Records from a point-labeling set:
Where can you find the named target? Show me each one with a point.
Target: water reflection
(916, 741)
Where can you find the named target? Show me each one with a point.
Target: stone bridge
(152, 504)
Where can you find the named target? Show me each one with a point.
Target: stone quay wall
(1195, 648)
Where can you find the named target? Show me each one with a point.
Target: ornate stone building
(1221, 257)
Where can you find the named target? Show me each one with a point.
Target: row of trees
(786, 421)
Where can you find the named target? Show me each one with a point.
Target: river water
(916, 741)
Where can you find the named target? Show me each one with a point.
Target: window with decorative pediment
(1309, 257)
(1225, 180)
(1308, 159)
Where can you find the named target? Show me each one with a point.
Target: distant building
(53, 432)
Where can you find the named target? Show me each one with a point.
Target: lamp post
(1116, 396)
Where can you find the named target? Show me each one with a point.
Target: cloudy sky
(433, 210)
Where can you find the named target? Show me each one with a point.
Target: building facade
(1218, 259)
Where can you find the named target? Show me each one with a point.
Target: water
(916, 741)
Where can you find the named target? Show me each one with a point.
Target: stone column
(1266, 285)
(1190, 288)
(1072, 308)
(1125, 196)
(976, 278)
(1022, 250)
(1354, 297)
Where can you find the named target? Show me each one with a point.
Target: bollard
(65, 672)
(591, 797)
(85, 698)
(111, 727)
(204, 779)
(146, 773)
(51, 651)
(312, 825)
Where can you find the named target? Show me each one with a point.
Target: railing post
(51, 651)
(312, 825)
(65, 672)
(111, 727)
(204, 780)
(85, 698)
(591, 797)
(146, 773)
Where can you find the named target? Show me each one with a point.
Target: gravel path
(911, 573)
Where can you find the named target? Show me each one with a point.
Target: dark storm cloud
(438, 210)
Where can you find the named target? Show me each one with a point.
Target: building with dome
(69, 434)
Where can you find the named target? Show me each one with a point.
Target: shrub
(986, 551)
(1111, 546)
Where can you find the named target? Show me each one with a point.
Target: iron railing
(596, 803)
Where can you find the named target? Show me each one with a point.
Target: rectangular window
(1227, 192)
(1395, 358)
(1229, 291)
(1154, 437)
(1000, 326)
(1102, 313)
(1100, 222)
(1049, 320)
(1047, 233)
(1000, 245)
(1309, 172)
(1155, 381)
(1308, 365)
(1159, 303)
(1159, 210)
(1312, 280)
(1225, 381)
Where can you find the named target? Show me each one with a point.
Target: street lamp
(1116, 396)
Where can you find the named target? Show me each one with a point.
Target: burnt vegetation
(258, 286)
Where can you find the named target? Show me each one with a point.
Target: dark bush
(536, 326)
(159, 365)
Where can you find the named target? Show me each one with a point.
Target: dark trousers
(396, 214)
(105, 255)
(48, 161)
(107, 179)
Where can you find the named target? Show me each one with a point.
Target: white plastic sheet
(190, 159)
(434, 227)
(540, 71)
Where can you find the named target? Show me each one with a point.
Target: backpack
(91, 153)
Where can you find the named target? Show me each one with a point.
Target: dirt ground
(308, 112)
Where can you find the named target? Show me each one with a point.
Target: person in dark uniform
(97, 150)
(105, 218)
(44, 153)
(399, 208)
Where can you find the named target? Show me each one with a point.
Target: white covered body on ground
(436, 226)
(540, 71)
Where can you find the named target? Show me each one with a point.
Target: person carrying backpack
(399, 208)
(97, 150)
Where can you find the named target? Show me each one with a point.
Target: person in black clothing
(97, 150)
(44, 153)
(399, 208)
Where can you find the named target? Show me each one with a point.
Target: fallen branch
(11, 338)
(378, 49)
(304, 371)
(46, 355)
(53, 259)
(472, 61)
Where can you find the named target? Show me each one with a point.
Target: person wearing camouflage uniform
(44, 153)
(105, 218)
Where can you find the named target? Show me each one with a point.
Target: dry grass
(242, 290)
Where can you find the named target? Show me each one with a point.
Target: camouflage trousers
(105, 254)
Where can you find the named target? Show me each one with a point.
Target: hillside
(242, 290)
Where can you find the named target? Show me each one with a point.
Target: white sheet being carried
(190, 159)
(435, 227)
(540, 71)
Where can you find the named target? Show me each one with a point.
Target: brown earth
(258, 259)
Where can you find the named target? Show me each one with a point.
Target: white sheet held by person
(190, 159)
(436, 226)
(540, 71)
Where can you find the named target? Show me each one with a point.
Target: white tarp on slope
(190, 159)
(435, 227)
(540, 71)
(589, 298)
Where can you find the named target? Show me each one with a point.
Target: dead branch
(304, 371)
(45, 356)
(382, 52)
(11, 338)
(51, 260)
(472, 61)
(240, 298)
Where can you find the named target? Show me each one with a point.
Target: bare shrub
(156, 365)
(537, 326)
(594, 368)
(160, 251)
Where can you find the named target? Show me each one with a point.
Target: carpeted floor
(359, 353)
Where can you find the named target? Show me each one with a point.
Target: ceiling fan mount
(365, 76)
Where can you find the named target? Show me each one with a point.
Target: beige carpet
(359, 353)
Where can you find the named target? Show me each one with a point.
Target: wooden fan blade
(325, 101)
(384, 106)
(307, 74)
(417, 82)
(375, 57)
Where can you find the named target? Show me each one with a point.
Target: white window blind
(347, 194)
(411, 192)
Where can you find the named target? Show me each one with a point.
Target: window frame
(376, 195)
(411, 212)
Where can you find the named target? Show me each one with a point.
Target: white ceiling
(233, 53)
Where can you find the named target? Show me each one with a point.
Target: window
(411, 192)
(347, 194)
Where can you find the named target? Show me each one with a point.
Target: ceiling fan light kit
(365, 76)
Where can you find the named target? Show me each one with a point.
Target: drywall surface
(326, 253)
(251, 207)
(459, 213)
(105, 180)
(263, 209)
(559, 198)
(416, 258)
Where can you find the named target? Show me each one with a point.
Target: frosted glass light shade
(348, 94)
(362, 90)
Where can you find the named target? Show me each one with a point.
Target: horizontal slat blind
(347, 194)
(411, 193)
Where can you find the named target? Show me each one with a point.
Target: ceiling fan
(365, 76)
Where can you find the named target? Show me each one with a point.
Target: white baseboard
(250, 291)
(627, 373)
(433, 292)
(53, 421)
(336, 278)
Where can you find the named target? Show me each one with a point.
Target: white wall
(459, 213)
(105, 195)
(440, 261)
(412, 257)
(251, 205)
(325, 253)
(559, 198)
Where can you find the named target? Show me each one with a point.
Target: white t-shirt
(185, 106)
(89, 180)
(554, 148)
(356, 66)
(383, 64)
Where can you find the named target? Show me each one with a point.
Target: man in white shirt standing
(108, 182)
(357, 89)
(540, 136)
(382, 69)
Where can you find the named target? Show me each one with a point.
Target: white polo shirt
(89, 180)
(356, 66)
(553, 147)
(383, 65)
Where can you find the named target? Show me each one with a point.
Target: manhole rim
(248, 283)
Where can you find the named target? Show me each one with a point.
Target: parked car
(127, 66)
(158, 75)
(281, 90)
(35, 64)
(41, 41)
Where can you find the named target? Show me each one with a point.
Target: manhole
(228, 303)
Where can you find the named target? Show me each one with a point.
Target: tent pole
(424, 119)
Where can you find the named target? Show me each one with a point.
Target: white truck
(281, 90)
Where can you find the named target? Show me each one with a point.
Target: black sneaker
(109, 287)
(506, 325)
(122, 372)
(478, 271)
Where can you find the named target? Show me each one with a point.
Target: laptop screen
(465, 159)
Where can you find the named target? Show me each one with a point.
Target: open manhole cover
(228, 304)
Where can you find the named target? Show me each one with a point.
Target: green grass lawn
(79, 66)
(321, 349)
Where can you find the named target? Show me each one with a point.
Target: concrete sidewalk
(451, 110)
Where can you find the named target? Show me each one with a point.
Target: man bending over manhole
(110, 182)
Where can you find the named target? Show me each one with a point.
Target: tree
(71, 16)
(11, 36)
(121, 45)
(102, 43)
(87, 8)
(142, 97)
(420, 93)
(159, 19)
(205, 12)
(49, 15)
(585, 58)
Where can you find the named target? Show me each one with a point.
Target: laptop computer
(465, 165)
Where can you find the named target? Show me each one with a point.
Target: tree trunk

What is asked
Copy the material word for word, from its first line through the line containing "(1218, 259)". Include both of those lines.

Solution
Where can you find the named target? Show me each one with a point.
Target: water reflection
(916, 741)
Where can you find the named target? Show me each one with a point.
Target: stone bridge
(152, 504)
Where can you find the named target? Show me each one with a point.
Target: stone quay wall
(1195, 648)
Where can you find the named target? Show me each one with a point.
Target: ornate stone building
(1221, 257)
Where can you find the named target? Show me each one with a point.
Target: row of trees
(786, 421)
Where can you find the named target? Show me each one with a point.
Target: river water
(916, 741)
Where can you find the named target? Show me each one with a point.
Target: window with decorative pediment
(1309, 257)
(1225, 180)
(1308, 159)
Where can you find the named target? Show me each one with a point.
Target: distant building
(53, 432)
Where can you find the named target? Show me each one with a point.
Target: lamp post
(1116, 396)
Where can you find the named target? Show me each one with a point.
Target: cloudy sky
(433, 210)
Where can you find the named target? Show me each one with a point.
Target: building facade
(1218, 259)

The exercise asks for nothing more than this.